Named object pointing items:
————

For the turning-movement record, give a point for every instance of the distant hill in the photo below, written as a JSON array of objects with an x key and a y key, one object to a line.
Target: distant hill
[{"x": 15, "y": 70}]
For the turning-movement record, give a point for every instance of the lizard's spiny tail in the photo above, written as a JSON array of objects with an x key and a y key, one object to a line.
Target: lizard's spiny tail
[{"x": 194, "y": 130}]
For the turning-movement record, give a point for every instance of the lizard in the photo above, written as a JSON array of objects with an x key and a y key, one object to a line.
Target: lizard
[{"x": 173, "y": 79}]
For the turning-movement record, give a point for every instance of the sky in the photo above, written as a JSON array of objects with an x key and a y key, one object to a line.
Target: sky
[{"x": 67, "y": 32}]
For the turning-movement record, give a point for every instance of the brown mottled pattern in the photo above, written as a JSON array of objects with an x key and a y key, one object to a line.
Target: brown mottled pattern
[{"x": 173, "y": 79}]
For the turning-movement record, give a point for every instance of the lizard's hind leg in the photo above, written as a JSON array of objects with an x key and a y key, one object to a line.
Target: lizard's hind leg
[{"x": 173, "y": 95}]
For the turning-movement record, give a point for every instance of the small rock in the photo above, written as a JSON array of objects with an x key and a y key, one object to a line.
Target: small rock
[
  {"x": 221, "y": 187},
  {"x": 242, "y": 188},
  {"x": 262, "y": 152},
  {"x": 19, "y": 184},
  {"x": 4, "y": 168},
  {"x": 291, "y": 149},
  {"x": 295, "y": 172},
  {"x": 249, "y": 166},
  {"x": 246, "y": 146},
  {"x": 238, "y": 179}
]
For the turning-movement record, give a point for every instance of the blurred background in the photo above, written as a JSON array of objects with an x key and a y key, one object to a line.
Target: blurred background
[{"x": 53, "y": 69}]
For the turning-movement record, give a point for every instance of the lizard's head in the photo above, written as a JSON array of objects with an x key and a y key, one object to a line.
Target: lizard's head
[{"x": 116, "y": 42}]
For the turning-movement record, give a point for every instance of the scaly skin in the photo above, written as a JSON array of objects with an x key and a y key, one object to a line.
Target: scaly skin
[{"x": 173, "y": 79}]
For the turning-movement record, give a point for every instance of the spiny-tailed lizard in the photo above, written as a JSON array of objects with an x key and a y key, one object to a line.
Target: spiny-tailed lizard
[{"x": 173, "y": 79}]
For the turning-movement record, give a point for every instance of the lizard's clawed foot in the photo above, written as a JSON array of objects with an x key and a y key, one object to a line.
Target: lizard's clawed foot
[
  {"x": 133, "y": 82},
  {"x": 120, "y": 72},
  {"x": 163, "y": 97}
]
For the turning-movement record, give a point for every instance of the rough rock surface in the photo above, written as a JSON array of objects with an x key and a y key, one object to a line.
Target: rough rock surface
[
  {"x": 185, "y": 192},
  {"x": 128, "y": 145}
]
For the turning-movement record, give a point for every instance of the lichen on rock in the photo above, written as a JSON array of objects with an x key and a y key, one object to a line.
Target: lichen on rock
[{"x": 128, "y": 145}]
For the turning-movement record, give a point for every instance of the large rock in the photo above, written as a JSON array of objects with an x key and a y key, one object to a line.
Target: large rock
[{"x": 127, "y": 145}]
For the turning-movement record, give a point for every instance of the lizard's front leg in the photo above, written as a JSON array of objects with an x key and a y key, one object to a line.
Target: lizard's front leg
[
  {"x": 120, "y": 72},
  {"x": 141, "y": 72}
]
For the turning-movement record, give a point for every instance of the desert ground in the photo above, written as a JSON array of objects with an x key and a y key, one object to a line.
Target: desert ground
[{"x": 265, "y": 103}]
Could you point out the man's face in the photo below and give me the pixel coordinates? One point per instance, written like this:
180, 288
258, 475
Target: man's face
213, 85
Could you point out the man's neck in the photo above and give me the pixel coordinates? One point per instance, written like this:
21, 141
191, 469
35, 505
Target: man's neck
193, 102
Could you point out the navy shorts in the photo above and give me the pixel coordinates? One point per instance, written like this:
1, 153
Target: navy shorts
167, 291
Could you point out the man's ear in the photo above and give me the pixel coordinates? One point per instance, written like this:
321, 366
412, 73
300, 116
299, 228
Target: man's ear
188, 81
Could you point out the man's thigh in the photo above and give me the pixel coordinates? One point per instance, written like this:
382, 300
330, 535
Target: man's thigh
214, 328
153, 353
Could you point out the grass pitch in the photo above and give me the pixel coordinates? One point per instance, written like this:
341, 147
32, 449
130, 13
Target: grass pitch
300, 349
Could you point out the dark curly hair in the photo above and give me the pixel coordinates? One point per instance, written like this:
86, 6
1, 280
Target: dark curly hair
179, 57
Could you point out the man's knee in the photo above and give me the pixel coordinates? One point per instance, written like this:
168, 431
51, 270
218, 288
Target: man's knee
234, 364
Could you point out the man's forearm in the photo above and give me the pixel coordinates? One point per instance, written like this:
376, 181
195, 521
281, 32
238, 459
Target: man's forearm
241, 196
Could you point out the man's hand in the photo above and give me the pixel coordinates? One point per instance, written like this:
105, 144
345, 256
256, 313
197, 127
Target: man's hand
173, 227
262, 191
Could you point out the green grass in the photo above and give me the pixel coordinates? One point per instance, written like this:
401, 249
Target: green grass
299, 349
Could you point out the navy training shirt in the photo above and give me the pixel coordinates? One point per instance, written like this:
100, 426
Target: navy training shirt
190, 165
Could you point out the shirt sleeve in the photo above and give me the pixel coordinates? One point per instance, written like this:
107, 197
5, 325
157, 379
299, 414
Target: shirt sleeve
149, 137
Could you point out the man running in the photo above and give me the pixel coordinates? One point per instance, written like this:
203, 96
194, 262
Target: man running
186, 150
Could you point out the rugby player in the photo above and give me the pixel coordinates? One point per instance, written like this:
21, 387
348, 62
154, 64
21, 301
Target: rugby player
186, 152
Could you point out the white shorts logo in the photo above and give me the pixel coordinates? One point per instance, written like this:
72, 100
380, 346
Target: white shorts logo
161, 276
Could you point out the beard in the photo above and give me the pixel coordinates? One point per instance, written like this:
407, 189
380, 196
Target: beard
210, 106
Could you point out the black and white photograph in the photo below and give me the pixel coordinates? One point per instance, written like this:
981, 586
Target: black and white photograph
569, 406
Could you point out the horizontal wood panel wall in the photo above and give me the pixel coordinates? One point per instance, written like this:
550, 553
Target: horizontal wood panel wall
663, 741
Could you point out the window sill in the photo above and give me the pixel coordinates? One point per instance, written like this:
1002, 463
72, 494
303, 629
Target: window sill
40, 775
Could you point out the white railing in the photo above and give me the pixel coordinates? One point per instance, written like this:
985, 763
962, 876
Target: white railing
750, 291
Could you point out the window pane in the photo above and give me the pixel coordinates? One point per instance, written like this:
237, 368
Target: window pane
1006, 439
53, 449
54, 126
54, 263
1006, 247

————

### THE REQUEST
Rewrite the items from the line that has "Could you point out the window pane" through the end of the items, changing "window pane" to "glass pane" and leaving all else as it is.

### TASK ANSWER
Could you point out the glass pane in the photo above and give me the pixel coordinates? One point per instance, written like this:
237, 368
Target: glass pane
1006, 439
53, 449
54, 126
54, 263
1006, 247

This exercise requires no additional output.